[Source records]
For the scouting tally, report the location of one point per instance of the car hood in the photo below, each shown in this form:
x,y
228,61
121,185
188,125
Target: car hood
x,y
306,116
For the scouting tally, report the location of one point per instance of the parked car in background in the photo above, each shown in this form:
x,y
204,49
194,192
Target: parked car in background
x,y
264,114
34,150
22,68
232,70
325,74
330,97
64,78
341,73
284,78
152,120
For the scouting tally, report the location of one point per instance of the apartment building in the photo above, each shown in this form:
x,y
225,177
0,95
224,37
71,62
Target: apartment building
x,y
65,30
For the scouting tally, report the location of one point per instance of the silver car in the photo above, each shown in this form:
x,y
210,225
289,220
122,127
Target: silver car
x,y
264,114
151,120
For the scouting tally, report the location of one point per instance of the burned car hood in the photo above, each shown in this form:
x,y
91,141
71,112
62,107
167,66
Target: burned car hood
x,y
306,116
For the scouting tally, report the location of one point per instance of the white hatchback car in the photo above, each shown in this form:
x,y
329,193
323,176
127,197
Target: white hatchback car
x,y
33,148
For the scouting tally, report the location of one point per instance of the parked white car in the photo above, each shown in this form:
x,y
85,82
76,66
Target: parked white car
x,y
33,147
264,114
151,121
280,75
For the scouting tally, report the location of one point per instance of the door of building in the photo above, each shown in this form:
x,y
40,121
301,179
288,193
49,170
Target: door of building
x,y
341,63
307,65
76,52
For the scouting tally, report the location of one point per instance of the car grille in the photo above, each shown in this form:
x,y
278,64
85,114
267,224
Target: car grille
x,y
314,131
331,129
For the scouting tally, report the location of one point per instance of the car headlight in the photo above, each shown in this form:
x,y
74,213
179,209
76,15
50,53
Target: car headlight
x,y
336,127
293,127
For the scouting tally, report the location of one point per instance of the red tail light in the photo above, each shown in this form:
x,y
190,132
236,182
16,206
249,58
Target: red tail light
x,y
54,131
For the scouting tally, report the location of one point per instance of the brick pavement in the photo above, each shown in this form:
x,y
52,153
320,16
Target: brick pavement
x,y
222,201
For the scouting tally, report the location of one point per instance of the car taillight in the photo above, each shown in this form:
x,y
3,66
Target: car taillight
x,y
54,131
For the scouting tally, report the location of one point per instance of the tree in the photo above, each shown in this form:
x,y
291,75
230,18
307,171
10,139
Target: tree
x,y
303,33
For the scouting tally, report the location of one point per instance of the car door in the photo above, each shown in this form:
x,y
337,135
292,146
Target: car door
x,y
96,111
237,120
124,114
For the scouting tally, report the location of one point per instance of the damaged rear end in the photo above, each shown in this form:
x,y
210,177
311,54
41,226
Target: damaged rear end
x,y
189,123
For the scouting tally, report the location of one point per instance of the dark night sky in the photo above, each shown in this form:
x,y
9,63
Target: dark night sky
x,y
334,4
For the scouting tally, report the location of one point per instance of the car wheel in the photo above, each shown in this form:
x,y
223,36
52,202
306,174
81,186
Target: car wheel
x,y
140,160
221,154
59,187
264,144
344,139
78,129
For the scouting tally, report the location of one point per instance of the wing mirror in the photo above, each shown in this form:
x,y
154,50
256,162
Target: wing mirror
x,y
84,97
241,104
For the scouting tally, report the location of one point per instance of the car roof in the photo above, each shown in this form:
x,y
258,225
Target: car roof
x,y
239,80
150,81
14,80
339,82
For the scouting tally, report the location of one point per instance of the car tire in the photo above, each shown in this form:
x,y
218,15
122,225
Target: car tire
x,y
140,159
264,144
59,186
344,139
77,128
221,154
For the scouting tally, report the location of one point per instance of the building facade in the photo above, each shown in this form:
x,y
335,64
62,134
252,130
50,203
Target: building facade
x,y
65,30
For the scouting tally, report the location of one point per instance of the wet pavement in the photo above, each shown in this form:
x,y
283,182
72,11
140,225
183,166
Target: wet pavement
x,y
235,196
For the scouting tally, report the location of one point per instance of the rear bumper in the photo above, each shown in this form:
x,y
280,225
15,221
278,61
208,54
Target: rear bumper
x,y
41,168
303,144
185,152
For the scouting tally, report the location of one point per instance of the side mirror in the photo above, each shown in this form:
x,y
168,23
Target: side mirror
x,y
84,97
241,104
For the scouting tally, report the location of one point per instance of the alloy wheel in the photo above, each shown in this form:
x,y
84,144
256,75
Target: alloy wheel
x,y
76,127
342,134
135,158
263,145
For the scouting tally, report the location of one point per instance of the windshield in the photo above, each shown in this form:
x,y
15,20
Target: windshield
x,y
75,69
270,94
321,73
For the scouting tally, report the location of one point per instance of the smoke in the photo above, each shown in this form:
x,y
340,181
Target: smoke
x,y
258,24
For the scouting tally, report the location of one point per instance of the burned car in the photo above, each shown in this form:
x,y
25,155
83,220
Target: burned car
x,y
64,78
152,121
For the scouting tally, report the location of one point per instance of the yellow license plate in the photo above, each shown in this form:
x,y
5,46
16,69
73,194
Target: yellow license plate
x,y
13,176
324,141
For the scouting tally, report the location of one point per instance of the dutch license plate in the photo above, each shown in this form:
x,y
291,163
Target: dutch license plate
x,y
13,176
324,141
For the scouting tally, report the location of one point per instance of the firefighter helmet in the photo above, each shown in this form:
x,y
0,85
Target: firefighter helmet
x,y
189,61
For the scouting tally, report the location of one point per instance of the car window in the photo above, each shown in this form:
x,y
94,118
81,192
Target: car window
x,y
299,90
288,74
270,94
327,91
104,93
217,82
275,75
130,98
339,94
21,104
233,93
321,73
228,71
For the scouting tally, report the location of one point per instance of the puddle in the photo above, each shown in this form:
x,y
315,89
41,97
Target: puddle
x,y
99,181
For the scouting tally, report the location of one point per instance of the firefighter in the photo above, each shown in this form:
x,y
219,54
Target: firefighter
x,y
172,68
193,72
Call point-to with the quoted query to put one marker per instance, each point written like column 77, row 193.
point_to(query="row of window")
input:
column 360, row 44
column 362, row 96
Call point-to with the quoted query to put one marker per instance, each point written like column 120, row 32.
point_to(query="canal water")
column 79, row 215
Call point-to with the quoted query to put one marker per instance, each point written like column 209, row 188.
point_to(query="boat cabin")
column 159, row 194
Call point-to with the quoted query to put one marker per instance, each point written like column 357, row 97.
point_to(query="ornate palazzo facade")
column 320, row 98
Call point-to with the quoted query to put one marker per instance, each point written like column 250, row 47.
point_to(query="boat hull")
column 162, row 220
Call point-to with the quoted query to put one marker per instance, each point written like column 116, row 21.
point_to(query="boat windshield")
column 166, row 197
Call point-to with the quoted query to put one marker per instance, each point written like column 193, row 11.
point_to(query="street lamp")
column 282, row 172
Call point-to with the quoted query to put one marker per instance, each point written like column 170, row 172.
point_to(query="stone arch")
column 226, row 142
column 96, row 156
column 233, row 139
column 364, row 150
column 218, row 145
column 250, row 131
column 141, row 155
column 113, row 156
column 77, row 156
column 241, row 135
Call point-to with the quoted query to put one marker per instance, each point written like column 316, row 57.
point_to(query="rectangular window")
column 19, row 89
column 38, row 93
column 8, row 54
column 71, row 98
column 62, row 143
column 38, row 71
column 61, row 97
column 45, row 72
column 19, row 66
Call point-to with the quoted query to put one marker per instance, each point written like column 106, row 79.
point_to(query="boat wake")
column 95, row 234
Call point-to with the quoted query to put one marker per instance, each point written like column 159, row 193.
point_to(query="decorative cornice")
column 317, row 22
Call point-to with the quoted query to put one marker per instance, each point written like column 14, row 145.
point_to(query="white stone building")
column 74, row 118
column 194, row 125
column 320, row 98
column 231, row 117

ACTIVITY => Looking at the records above, which lines contain "Call"? Copy those lines.

RESPONSE =>
Call point-to with the quoted query to put one marker per instance, each point written like column 77, row 193.
Call point-to with the quoted query to put one marker per instance, each point written like column 120, row 32.
Call point-to with the quoted query to put one marker per instance, each point written like column 209, row 188.
Call point-to with the quoted query to put one marker per instance, each point written like column 357, row 97.
Call point-to with the quoted query to put one marker per instance, each point written like column 250, row 47.
Call point-to with the quoted query to put one marker per instance, each point written like column 116, row 21.
Call point-to with the quoted query to put one marker per instance, each point written like column 193, row 11.
Call point-to with the quoted query to put one marker per instance, each point written like column 170, row 172.
Call point-to with the quoted query to put one marker per instance, each point written like column 316, row 57.
Call point-to with the quoted query to put one marker per instance, each point written like column 106, row 79.
Call point-to with the quoted query to put one marker per instance, each point written like column 159, row 193.
Call point-to with the quoted query to put one marker per instance, each point written like column 14, row 145.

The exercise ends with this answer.